Provided records below:

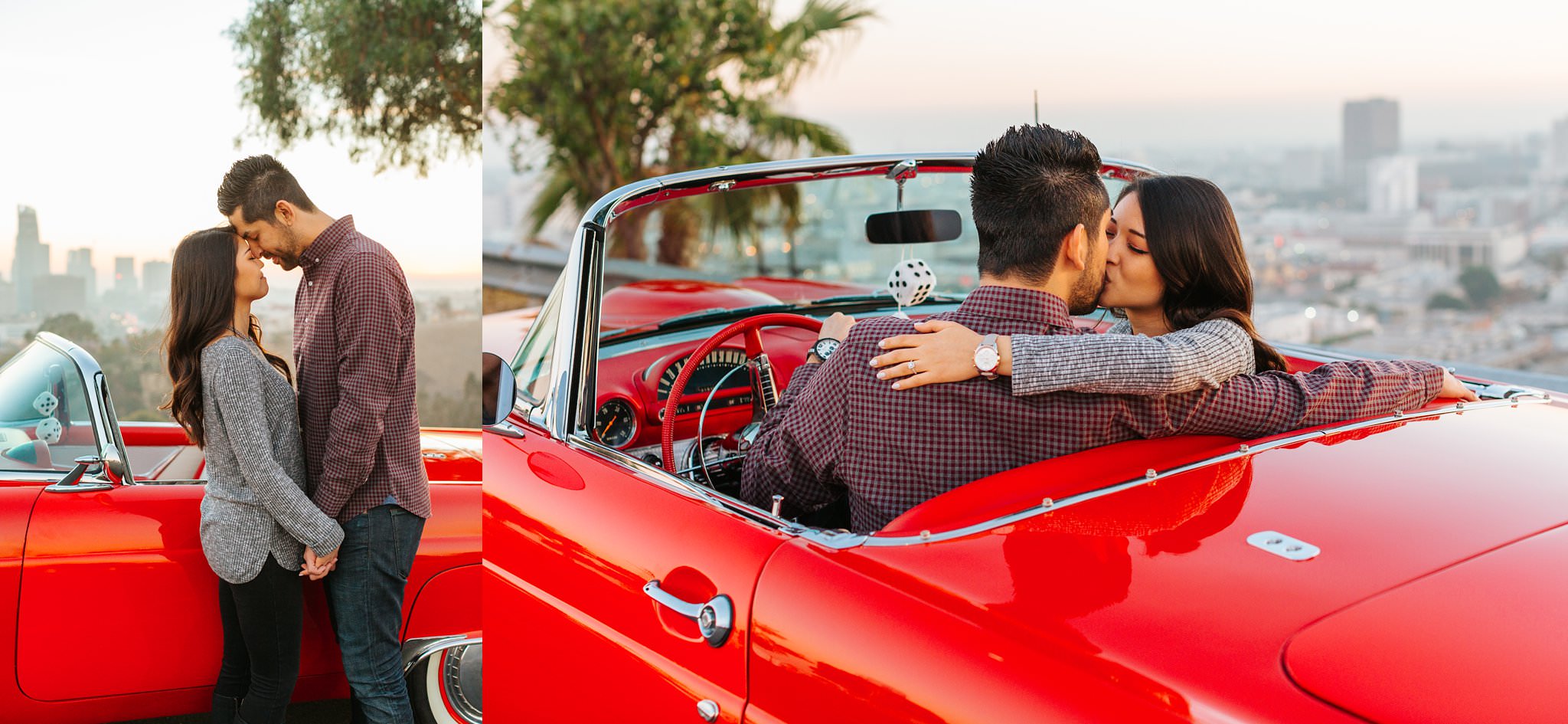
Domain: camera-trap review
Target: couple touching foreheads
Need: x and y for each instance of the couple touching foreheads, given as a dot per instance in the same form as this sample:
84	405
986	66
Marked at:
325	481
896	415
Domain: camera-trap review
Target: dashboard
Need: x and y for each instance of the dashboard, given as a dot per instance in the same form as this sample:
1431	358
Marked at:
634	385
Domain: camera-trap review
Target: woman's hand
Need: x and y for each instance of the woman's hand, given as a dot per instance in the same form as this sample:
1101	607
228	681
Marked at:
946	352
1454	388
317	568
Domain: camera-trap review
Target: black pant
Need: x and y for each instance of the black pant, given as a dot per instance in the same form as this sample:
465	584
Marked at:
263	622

End of Provided records.

*Task statement*: Go through the entries above and report every line in which the word "Target" appears.

*Answer to this exercise*:
Target: couple touching foreheads
Target: dashboard
Target: woman's hand
Target: black pant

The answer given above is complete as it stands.